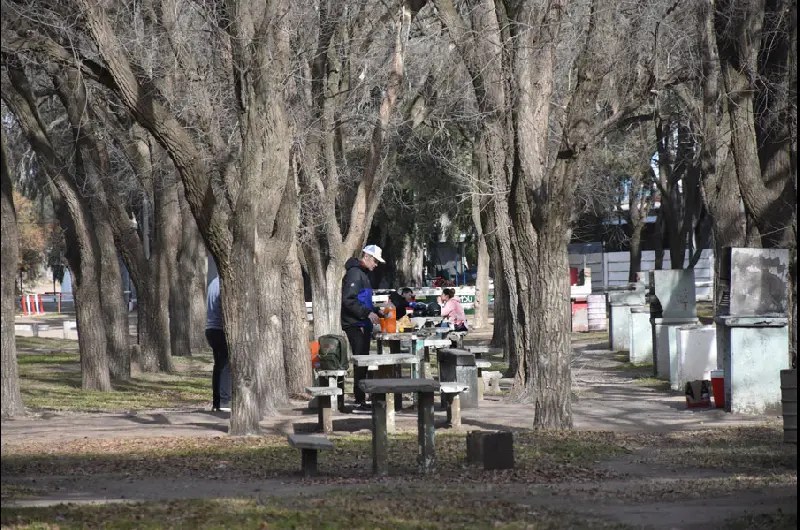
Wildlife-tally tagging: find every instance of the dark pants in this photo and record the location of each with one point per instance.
(216, 339)
(359, 339)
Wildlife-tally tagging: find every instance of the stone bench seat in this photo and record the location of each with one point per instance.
(424, 388)
(388, 359)
(323, 395)
(332, 378)
(309, 445)
(450, 394)
(318, 391)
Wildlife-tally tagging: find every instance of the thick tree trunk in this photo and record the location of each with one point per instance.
(635, 253)
(550, 374)
(76, 219)
(170, 235)
(153, 313)
(253, 329)
(11, 398)
(481, 319)
(115, 314)
(326, 297)
(193, 272)
(296, 352)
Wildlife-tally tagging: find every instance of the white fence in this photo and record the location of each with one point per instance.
(610, 269)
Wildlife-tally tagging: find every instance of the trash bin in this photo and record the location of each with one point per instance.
(458, 366)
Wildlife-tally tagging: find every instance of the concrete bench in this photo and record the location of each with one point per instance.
(309, 445)
(323, 394)
(332, 378)
(481, 365)
(378, 389)
(450, 392)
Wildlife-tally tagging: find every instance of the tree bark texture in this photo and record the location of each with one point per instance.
(296, 350)
(324, 254)
(92, 170)
(76, 219)
(11, 402)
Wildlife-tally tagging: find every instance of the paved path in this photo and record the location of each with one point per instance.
(604, 399)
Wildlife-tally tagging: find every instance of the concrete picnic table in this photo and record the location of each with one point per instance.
(379, 389)
(383, 366)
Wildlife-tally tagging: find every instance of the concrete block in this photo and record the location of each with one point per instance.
(758, 281)
(475, 446)
(675, 290)
(697, 354)
(498, 451)
(665, 347)
(753, 357)
(641, 336)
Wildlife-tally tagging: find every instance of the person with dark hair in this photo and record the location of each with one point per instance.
(358, 314)
(402, 301)
(452, 310)
(215, 335)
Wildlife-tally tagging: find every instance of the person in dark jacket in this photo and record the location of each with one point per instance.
(402, 301)
(358, 314)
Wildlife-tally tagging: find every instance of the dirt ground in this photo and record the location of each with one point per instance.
(646, 492)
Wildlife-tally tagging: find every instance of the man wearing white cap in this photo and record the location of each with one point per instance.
(358, 313)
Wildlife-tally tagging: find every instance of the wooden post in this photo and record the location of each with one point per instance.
(386, 372)
(325, 414)
(397, 371)
(309, 462)
(380, 436)
(454, 413)
(425, 433)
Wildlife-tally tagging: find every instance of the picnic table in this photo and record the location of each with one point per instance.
(383, 367)
(380, 389)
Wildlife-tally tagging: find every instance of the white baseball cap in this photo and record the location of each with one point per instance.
(374, 251)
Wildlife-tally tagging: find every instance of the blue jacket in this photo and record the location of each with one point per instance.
(356, 296)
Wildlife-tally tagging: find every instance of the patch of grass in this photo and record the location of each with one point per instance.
(752, 448)
(627, 366)
(541, 457)
(41, 343)
(52, 381)
(403, 507)
(762, 521)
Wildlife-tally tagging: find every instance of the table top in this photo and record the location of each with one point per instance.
(384, 360)
(389, 386)
(395, 336)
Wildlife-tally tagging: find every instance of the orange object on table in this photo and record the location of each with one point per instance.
(314, 354)
(389, 320)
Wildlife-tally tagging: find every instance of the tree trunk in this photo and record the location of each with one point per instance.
(635, 253)
(115, 314)
(11, 397)
(192, 274)
(76, 219)
(482, 280)
(326, 297)
(153, 313)
(171, 243)
(550, 375)
(296, 352)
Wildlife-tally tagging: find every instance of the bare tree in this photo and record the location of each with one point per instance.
(76, 218)
(11, 398)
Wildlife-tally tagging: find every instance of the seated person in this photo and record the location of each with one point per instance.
(453, 311)
(402, 301)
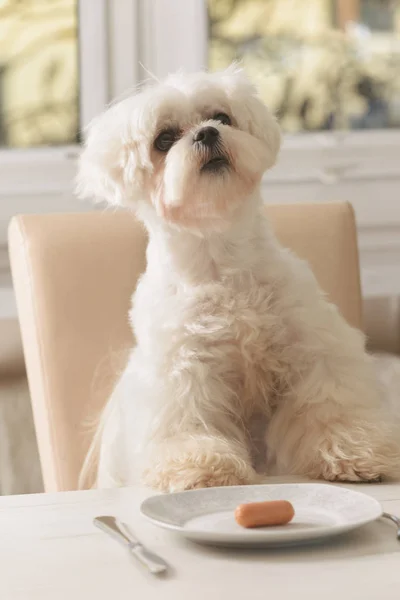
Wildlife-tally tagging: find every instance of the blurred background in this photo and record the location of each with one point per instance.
(329, 69)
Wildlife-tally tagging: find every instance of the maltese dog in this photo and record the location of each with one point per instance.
(232, 330)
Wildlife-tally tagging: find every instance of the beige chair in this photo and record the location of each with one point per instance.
(74, 276)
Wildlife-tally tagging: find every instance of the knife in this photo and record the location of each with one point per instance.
(394, 520)
(120, 532)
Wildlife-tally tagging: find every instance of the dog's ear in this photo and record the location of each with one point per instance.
(112, 164)
(257, 117)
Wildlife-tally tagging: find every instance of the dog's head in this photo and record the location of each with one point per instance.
(190, 150)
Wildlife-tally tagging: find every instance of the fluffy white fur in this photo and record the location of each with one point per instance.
(231, 329)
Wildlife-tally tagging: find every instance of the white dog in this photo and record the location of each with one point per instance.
(230, 328)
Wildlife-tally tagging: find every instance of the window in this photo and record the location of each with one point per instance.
(39, 103)
(329, 68)
(321, 65)
(60, 63)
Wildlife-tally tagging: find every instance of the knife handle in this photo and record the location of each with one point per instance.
(121, 533)
(151, 561)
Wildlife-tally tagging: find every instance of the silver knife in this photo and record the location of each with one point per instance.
(394, 520)
(121, 532)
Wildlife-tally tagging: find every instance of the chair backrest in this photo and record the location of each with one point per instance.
(73, 277)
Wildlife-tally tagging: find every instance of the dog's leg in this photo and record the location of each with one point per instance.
(199, 439)
(332, 425)
(197, 461)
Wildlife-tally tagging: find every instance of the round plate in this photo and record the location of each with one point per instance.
(207, 515)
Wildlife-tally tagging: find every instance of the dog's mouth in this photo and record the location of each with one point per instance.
(215, 164)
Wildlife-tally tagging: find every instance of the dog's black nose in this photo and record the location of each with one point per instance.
(207, 136)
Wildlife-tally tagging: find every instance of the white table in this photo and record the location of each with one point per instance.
(49, 550)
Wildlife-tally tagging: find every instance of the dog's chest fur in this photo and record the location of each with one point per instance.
(232, 328)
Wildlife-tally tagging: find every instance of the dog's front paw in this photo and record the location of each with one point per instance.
(193, 472)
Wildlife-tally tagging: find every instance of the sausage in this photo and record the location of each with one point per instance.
(261, 514)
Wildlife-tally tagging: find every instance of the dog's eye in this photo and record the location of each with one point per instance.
(222, 118)
(165, 140)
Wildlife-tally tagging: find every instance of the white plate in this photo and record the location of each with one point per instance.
(207, 515)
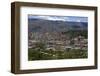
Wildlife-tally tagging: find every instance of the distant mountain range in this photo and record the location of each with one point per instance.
(40, 25)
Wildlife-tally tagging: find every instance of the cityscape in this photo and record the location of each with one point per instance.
(57, 37)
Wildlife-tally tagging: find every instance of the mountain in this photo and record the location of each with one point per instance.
(40, 25)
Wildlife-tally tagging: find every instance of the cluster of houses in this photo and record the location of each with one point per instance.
(57, 41)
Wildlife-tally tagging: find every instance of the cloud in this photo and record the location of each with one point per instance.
(60, 18)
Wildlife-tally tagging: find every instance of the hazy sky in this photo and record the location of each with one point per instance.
(60, 18)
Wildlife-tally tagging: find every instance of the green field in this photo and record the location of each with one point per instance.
(41, 54)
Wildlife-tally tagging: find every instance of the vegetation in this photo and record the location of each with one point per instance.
(40, 53)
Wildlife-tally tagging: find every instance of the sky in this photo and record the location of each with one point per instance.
(60, 18)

DIRECTIONS:
Pictures excluded, quote all the data above exactly.

RESPONSE BELOW:
Wildlife-tally tagging: find every instance of the dark pants in this photo and record the location of each with one point per instance.
(216, 339)
(359, 339)
Wildlife-tally tagging: find every instance of the stone bench seat in this photo and record the location of each with one point per instance.
(424, 388)
(388, 359)
(323, 395)
(332, 378)
(309, 445)
(450, 394)
(318, 391)
Wildlife-tally tagging: find every instance of the thick tree trunk in this photo and record the location of each with one point per instance.
(635, 253)
(550, 374)
(76, 219)
(170, 235)
(153, 313)
(253, 329)
(11, 398)
(481, 319)
(115, 314)
(326, 297)
(193, 272)
(296, 352)
Wildlife-tally tagging: find every instance of the white fence in this photo and record the location of each with one point per instance.
(610, 269)
Wildlife-tally tagging: find every instance of the trash bin in this photo and record the location of each with one point per instance.
(458, 366)
Wildlife-tally tagging: find every instance of the concrete bench in this photo and record the location of each with one point per instance.
(309, 445)
(323, 394)
(332, 378)
(481, 365)
(378, 389)
(450, 392)
Wildlife-tally tagging: find every instance of the tree bark texture in this photo and record the location of each with one point per instance.
(296, 350)
(324, 254)
(92, 170)
(76, 219)
(11, 402)
Wildlife-tally tagging: find every instance of the paved path in this photo and record the location of each with one point per instance.
(604, 399)
Wildlife-tally tagging: find every instance of the concrete picnic table in this photo and record the location of each with one point per instance.
(379, 389)
(383, 366)
Wildlife-tally tagging: find every instance of the concrete block in this photo and record the location of each with one point per instance.
(758, 281)
(475, 446)
(675, 290)
(697, 354)
(498, 451)
(665, 347)
(753, 357)
(641, 336)
Wildlife-tally tagging: find every instance of the person with dark hair in this photo and record the location of each with one point per instance.
(358, 314)
(402, 301)
(452, 310)
(215, 335)
Wildlife-tally tagging: find every instance of the person in dark jacket in this photo and record the location of each with one point per instance.
(402, 301)
(358, 314)
Wildlife-tally tagging: find every instance of the dirt ground in this photo and record the location of each with one point per instance.
(646, 492)
Wildlife-tally tagging: find every instance of the man wearing white cap in this photo and record the location of each with one point per instance.
(358, 313)
Wildlife-tally tagging: find every instance of the wooden post in this photo and record the location of each with one point per instance.
(386, 372)
(325, 414)
(397, 371)
(309, 462)
(380, 436)
(454, 413)
(425, 433)
Wildlife-tally tagging: find every instance of the picnic table in this photo and record the location of each with one point per instance.
(383, 367)
(380, 389)
Wildlife-tally tagging: find every instance of the white baseball cap in this photo and record the location of each with one point per instance.
(374, 251)
Wildlife-tally tagging: find every instance of the blue jacket in this photo and record the location of each with one point per instance.
(356, 296)
Wildlife-tally tagging: find every instance of the patch of grass in this photo and record the location of each with one point per instance.
(752, 448)
(627, 366)
(541, 457)
(41, 343)
(52, 381)
(403, 507)
(762, 521)
Wildlife-tally tagging: find every instance of the table top in this photo and record the location of each with one point per instance.
(384, 360)
(389, 386)
(395, 336)
Wildlife-tally tagging: find every instance of the orange object on table in this photo and record the location of each with one point per instance.
(314, 354)
(389, 320)
Wildlife-tally tagging: find every instance of the tree trunk in this photo and record the location of each with one point per instance.
(635, 253)
(115, 314)
(11, 397)
(192, 274)
(76, 219)
(482, 280)
(326, 297)
(153, 313)
(171, 243)
(550, 375)
(296, 352)
Wildlife-tally tagging: find every instance of the bare tree in this photo and record the location of each with one point per instance.
(76, 218)
(11, 398)
Wildlife-tally tagging: find every instance of the seated person in this photo and record the location of each with one point per instance.
(453, 311)
(402, 301)
Wildlife-tally tagging: find every instance of the blurred background in this photo and record the location of each with one point per instance.
(329, 69)
Wildlife-tally tagging: find every instance of the maltese dog in this photo and record the location of each with one point per instance.
(232, 330)
Wildlife-tally tagging: find every instance of the beige chair in this photo and record the location of each with one point per instance.
(74, 276)
Wildlife-tally tagging: find every instance of the knife in this photo and record the location of each with one point per instance.
(394, 520)
(120, 532)
Wildlife-tally tagging: find every instance of the dog's ear in this photo and record the location of each with one point per instance.
(112, 164)
(257, 117)
Wildlife-tally tagging: find every instance of the dog's head in this photo and record the location of each with one point per instance.
(190, 150)
Wildlife-tally tagging: find every instance of the fluffy white fur in this photo and record the location of each with one point per instance.
(231, 329)
Wildlife-tally tagging: find every instance of the white dog in this photo and record the location of each with one point per instance.
(230, 328)
Wildlife-tally tagging: find every instance of the window in this photo and record the location of each with one point per instance.
(39, 103)
(329, 68)
(321, 65)
(60, 63)
Wildlife-tally tagging: find every instance of the knife handle in this photo and record the location of each with one point per instance.
(121, 533)
(151, 561)
Wildlife-tally tagging: find every instance of the silver knife in this photo and record the location of each with one point per instance.
(394, 520)
(121, 532)
Wildlife-tally tagging: find every instance of the chair backrest in this photo and record the location of each with one point per instance.
(73, 277)
Wildlife-tally tagging: find every instance of the dog's leg in this photo and record the location of each with one point per instance.
(199, 439)
(332, 425)
(197, 461)
Wildlife-tally tagging: find every instance of the round plate in this photo and record the location of each with one point per instance.
(207, 515)
Wildlife-tally tagging: find every instance of the dog's mouth in this photo and record the location of each with one point per instance.
(215, 164)
Wildlife-tally tagging: find every instance of the dog's black nose in this photo and record the location of each with one point per instance.
(207, 136)
Wildlife-tally tagging: find every instance of the white table in this photo and record the location of each with one point per instance.
(49, 550)
Wildlife-tally tagging: find every instance of the dog's chest fur in this photo and record the location of each with one point per instance.
(232, 328)
Wildlife-tally tagging: find every instance of the dog's front paw in this photo and record the location of each with one point per instance.
(193, 472)
Wildlife-tally tagging: find every instance of the sausage in this photo and record the location of each with one point per instance.
(261, 514)
Wildlife-tally tagging: find every instance of the dog's eye in this photo and record the location of each with one point per instance.
(222, 118)
(165, 140)
Wildlife-tally tagging: find every instance of the white plate in this photo and record the location of each with one point per instance.
(207, 515)
Wildlife-tally tagging: find every instance of the distant mountain range in this photo and record the location of each with one point per instance.
(40, 25)
Wildlife-tally tagging: find every instance of the cityscape in this photo and record the location of each with one point per instance.
(57, 37)
Wildlife-tally tagging: find every instance of the mountain in this photo and record the location of each with one point per instance.
(40, 25)
Wildlife-tally tagging: find every instance of the cluster of houses in this photo and record the location of each with one point per instance.
(57, 41)
Wildlife-tally tagging: find every instance of the cloud in this photo and record the location of each with one point per instance.
(60, 18)
Wildlife-tally tagging: find every instance of the hazy sky in this photo and record the location of each with one point per instance.
(60, 18)
Wildlife-tally tagging: find every instance of the green field in this photo and record the location of each with one point per instance.
(41, 54)
Wildlife-tally tagging: find every instance of the vegetation in this photo and record the location of each with one point per instance.
(40, 53)
Wildlife-tally tagging: find every instance of the sky in this photo and record the location of each with one point per instance.
(60, 18)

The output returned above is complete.